• _EXCERPTED DATA_
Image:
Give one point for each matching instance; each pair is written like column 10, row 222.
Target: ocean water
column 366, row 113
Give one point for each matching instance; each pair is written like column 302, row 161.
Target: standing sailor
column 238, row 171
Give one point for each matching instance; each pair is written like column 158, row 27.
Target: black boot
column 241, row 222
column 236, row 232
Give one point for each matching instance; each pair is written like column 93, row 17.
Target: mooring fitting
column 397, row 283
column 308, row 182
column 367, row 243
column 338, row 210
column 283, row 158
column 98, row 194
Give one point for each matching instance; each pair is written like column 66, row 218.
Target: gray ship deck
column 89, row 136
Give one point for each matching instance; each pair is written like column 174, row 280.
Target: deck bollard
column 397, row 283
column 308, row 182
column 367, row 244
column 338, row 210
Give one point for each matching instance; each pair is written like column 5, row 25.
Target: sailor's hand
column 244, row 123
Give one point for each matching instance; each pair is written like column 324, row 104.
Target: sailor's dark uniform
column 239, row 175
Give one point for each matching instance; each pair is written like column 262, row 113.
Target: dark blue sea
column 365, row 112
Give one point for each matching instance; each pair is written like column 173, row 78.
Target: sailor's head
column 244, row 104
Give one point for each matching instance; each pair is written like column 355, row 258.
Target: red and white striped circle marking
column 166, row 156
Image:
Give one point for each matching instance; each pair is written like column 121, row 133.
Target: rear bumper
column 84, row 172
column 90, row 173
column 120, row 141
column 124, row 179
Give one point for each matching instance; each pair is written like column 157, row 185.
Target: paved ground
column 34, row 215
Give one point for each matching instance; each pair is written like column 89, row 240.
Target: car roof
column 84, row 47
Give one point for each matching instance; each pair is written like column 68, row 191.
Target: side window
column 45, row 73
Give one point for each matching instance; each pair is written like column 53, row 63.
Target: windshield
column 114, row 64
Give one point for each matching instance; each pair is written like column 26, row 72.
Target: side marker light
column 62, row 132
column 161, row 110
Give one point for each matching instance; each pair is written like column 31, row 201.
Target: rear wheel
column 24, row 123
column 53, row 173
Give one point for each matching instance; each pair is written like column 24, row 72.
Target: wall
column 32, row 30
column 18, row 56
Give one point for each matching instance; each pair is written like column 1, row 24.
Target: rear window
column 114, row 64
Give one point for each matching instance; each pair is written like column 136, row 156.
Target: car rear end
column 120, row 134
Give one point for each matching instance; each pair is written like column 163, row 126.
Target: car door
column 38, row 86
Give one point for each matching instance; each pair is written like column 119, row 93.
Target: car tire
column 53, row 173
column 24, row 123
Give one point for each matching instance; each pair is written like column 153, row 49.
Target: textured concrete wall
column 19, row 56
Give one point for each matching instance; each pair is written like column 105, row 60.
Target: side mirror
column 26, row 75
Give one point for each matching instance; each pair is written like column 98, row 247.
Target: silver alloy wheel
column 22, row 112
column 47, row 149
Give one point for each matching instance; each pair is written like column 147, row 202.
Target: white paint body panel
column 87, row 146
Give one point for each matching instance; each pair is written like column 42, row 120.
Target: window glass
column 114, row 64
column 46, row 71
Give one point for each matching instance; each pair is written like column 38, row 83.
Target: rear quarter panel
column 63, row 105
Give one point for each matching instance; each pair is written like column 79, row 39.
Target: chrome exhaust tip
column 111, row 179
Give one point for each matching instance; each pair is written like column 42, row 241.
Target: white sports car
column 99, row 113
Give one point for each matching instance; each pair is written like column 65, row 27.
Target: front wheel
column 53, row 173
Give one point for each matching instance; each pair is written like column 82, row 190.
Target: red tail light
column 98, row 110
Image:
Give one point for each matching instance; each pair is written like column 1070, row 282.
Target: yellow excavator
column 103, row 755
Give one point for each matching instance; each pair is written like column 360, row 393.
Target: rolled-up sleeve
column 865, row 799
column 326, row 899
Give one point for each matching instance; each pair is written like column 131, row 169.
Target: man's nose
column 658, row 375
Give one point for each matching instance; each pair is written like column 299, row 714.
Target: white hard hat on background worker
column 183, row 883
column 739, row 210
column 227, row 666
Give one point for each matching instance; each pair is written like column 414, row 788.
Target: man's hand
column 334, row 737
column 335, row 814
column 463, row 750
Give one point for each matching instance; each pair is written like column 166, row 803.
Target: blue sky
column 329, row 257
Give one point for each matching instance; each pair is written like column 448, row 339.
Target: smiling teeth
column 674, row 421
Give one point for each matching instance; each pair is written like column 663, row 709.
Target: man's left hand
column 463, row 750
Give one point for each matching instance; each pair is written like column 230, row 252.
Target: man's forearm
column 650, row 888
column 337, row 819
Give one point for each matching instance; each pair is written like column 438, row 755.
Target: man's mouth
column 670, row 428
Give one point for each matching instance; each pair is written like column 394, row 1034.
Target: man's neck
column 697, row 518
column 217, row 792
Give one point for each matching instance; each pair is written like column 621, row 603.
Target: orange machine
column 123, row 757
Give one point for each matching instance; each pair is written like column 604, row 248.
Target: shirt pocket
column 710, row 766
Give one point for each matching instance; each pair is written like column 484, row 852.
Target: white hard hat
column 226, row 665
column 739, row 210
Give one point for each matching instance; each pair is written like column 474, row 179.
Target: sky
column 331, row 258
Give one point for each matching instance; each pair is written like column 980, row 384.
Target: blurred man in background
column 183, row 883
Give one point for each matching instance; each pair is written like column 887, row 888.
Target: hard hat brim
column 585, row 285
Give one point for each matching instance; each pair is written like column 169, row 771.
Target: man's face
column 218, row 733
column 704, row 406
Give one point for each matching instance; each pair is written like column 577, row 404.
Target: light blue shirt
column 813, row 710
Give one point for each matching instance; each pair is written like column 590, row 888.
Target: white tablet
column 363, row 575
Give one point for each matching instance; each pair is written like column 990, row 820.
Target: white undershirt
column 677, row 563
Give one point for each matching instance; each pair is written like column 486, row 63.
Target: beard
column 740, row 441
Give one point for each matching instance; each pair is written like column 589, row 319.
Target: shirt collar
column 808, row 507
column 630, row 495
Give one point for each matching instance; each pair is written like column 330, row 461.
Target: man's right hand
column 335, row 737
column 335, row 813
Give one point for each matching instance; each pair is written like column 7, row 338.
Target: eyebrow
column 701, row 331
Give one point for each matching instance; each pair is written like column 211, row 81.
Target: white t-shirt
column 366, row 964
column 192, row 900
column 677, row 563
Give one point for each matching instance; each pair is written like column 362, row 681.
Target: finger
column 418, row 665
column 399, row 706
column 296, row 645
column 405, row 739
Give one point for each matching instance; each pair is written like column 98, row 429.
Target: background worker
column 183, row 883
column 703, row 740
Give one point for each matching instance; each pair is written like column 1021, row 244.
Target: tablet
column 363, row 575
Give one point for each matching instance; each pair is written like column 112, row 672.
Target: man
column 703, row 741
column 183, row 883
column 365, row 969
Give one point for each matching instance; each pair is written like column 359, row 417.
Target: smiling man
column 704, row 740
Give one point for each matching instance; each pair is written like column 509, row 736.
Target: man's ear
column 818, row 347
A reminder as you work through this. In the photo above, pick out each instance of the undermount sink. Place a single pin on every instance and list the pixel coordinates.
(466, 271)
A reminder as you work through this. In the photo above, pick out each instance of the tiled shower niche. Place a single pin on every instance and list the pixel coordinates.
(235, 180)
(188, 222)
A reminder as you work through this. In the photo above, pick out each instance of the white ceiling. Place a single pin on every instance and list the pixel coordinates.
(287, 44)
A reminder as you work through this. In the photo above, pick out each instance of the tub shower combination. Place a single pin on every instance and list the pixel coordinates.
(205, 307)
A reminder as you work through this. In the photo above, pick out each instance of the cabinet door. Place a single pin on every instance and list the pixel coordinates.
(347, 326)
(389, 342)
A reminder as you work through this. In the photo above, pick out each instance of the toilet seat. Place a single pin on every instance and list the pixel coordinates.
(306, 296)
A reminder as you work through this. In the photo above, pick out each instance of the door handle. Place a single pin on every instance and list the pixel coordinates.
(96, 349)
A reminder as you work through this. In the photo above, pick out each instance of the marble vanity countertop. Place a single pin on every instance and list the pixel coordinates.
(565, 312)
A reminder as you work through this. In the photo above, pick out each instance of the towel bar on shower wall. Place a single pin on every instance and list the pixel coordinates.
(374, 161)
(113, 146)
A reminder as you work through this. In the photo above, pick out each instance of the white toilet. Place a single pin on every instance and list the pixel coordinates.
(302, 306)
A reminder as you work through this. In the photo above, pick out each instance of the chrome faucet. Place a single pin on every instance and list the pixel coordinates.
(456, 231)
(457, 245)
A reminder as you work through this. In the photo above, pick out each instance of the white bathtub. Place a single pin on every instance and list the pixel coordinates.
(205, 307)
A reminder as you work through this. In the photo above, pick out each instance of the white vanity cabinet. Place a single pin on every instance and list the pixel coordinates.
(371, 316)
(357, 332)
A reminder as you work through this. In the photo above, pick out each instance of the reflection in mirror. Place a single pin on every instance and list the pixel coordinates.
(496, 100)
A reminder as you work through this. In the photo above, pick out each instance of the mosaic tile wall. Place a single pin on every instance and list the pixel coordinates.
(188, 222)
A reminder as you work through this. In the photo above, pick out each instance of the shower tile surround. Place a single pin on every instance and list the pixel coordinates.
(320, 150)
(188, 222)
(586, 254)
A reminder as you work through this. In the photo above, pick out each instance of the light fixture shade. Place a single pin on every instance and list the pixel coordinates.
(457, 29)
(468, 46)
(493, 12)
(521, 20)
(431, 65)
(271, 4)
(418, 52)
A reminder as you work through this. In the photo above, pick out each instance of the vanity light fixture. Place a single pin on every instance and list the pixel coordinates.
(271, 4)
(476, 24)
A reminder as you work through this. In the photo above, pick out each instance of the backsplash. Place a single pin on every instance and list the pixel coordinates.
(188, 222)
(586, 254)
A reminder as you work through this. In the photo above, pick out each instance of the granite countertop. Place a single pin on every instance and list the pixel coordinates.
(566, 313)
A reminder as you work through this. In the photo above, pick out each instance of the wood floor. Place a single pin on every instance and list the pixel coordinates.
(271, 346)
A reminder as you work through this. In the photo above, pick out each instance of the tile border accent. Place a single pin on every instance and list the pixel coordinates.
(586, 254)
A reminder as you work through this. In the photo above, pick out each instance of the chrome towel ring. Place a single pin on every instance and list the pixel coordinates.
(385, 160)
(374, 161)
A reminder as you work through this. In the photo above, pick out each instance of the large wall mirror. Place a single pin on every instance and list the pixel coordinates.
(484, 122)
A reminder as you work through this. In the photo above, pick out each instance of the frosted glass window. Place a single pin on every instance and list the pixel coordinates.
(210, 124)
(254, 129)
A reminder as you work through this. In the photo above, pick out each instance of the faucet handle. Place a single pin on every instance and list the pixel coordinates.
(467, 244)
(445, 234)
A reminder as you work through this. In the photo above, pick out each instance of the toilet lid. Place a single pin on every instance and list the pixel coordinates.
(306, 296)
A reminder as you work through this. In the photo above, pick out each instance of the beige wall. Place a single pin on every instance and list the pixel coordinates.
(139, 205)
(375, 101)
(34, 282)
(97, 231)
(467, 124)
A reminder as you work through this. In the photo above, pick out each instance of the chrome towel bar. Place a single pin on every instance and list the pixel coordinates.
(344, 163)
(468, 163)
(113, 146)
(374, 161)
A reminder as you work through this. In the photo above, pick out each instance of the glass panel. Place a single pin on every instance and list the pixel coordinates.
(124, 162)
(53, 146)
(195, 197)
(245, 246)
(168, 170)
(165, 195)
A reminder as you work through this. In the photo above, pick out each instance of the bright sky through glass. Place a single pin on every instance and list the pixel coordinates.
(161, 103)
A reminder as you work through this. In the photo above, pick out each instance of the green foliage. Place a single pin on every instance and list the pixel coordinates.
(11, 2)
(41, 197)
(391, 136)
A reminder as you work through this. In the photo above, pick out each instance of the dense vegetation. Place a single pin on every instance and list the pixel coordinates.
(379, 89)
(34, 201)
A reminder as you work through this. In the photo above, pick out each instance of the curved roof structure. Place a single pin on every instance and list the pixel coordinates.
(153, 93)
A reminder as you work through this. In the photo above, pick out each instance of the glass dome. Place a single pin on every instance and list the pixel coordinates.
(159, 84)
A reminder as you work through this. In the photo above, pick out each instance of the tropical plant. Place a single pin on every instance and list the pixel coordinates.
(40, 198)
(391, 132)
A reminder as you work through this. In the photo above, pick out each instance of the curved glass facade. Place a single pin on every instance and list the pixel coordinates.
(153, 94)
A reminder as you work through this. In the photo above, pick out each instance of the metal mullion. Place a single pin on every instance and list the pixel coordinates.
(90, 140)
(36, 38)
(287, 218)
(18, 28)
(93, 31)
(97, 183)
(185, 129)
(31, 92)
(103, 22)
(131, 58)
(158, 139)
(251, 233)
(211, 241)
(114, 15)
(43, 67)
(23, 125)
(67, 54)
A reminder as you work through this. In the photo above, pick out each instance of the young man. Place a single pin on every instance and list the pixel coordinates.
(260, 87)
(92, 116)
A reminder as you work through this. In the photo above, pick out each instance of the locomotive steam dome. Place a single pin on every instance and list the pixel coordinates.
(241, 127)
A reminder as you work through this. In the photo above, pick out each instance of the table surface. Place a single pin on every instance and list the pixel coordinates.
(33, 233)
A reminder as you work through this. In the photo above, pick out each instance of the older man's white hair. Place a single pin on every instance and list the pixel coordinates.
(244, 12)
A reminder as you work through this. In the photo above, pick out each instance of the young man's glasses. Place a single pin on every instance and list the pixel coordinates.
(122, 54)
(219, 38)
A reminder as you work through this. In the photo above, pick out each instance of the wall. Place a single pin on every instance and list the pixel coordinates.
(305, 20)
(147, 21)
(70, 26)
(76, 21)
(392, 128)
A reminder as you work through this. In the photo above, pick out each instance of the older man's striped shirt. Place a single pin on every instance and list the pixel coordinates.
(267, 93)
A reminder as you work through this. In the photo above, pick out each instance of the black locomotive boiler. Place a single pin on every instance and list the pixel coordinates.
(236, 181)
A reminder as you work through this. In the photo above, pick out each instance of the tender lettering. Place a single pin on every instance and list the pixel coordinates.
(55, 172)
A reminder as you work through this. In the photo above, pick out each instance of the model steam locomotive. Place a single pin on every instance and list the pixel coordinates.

• _WHAT YOU WILL DO_
Exactly as they appear, copy the lines of the listing above from the first through the one that contains "93, row 17.", and nothing more.

• _OUTPUT FOR THIS TASK_
Image:
Give one point for each matching instance; each pair is written like column 10, row 222.
Target: ocean water
column 366, row 113
Give one point for each matching instance; each pair is written like column 302, row 161.
Target: standing sailor
column 238, row 171
Give one point for each matching instance; each pair is written like column 158, row 27.
Target: black boot
column 241, row 222
column 236, row 232
Give one point for each matching instance; each pair is written like column 93, row 17.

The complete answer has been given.